**Set exercise:** Reproduce verbatim the stretch of the items from the very first line through the line containing "column 107, row 110", with both of those lines included.

* * * * *

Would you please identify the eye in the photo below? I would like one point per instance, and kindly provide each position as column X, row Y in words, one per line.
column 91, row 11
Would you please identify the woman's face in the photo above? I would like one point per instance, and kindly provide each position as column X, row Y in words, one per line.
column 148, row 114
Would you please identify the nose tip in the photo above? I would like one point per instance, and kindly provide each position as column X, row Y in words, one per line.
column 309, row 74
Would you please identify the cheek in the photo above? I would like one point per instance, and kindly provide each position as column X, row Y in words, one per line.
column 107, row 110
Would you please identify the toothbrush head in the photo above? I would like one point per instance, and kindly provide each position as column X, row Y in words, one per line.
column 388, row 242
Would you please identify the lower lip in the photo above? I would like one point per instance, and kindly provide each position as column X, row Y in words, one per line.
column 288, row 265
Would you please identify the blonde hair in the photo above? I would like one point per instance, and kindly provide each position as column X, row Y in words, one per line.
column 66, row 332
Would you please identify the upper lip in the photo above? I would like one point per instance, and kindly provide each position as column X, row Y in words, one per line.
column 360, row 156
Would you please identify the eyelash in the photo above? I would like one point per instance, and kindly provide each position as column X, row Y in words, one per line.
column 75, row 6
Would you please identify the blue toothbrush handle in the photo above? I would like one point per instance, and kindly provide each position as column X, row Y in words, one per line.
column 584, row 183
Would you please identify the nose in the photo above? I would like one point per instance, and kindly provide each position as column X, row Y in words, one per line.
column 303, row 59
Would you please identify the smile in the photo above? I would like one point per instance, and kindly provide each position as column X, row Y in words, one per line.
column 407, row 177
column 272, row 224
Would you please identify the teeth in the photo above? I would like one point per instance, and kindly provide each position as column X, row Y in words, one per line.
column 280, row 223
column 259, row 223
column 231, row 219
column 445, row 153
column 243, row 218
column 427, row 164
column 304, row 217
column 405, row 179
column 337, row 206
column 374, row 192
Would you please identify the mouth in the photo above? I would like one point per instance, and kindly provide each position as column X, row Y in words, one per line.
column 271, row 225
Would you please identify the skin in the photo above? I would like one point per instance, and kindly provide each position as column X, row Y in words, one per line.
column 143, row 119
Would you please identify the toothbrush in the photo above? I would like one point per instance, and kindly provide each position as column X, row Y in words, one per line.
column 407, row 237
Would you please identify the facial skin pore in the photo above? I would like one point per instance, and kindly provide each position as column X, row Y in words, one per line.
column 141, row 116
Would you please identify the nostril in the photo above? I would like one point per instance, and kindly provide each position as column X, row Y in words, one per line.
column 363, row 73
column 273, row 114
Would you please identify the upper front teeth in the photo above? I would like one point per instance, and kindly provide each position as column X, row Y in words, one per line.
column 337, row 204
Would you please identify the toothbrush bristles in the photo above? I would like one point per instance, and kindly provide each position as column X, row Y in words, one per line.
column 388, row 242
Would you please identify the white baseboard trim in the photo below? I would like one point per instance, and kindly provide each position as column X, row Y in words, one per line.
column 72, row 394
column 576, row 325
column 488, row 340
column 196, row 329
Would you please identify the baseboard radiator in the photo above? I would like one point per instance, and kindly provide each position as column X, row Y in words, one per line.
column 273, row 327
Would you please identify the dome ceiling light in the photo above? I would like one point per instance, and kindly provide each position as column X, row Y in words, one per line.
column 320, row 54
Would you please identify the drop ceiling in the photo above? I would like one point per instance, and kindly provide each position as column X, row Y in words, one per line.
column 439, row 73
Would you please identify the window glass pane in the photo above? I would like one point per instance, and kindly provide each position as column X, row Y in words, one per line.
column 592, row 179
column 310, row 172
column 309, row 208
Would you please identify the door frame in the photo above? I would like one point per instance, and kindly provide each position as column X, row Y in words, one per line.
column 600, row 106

* * * * *

**Full solution:**
Would you please identify the eye in the photo below? I would like one point per instance, and kindly provide each position as column X, row Y in words, one per line.
column 91, row 11
Would you please identify the woman's face in the photo above? I would like one point per instance, and kindly provide each position as column X, row Y in words, one per line.
column 148, row 114
Would you please identify the nose tip in the photo above? I would like one point per instance, and kindly provide each position as column X, row Y in words, one per line.
column 309, row 74
Would you please identify the cheek in the photo above? I would like one point per instance, and kindly provide each position as column X, row Y in words, one per line.
column 107, row 110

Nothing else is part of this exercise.